**EXERCISE REQUIREMENTS**
Convert everything in the listing from the line containing "Label every referee striped" down to the line containing "79;115;142;166" into a Markdown table with the columns Row and Line. Give each line its own numbered row and omit blank lines.

**MATERIAL**
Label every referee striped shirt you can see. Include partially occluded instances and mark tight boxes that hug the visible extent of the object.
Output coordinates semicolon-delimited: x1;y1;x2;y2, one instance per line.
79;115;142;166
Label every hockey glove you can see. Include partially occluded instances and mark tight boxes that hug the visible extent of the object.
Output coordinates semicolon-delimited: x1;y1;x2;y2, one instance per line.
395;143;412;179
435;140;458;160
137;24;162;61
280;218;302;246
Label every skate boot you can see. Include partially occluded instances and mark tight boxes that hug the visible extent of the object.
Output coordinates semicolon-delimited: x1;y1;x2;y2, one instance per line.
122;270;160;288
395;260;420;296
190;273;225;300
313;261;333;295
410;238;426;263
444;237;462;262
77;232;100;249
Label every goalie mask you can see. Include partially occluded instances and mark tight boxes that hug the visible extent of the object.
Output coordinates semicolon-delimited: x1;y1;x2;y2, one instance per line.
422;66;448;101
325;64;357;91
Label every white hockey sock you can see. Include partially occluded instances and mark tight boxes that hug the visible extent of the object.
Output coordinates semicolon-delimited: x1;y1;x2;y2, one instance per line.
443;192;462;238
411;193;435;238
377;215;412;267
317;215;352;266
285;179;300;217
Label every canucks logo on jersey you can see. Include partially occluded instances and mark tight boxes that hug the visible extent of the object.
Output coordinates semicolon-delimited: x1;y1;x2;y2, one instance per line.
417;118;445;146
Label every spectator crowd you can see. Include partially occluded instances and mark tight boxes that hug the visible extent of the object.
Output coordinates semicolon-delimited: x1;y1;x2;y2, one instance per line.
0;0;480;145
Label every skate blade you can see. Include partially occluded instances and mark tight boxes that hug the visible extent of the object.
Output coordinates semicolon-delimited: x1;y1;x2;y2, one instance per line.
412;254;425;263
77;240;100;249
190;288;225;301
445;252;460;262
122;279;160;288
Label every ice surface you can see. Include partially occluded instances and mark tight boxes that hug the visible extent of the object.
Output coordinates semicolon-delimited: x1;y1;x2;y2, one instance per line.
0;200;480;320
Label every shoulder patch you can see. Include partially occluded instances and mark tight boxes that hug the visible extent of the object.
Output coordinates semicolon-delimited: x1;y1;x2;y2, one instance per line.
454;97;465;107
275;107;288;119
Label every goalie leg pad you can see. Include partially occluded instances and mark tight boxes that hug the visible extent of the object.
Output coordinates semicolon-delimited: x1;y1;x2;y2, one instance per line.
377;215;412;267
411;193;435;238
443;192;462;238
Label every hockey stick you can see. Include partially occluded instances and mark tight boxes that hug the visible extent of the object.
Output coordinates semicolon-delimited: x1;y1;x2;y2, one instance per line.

---

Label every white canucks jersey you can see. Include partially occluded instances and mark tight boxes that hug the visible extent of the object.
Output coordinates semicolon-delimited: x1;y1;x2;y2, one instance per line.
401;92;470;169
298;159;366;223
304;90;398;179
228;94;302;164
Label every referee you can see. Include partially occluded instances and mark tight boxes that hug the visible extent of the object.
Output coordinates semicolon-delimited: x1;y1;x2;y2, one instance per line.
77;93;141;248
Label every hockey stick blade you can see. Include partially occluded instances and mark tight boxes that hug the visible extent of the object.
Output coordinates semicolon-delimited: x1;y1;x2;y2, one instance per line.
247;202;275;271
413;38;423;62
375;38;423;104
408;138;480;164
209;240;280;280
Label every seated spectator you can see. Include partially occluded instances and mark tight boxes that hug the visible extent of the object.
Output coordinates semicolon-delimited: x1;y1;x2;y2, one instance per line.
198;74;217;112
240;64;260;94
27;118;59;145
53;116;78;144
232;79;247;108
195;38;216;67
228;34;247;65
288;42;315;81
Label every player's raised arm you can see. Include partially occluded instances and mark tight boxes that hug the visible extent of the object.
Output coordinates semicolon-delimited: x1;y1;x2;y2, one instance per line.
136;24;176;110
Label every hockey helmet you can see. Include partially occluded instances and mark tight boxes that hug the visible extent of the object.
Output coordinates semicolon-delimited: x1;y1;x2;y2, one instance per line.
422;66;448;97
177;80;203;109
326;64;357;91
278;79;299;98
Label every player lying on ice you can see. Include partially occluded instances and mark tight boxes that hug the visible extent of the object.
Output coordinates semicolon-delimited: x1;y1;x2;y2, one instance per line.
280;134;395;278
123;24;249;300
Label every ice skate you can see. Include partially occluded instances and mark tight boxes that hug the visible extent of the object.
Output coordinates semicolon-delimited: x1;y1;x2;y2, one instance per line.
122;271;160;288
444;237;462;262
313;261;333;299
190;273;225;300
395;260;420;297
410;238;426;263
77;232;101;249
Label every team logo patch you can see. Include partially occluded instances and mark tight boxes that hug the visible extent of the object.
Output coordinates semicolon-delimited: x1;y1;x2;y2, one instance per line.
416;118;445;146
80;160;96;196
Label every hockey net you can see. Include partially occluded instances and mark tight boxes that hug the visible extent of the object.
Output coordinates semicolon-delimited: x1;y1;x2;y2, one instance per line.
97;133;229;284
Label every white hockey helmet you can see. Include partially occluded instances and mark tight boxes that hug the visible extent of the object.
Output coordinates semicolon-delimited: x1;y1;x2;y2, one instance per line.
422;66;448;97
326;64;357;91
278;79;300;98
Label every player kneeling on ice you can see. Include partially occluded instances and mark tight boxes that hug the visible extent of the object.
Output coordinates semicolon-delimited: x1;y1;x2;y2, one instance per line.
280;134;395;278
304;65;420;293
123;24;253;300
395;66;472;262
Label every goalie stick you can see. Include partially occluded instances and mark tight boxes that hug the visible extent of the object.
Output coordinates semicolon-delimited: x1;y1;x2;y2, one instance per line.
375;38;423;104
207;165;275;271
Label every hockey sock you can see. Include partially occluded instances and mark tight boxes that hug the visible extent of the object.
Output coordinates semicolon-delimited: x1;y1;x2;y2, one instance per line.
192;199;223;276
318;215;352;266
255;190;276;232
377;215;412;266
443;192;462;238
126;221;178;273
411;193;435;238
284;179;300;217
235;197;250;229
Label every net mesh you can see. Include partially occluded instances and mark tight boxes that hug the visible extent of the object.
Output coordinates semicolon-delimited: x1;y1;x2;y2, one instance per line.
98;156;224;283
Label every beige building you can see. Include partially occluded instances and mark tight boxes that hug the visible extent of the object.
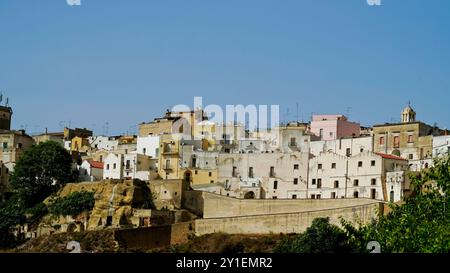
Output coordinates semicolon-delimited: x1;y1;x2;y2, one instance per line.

**RESPONSE BELOW**
| Row | Line |
|---|---|
| 1 | Label every referee striped shirt you can see. Include partially occluded instances and mark tight boxes that hug the visible extent of the object. |
| 2 | Output coordinates semicolon-delimited: x1;y1;x2;y2, one instance per line. |
| 3 | 79;115;142;166 |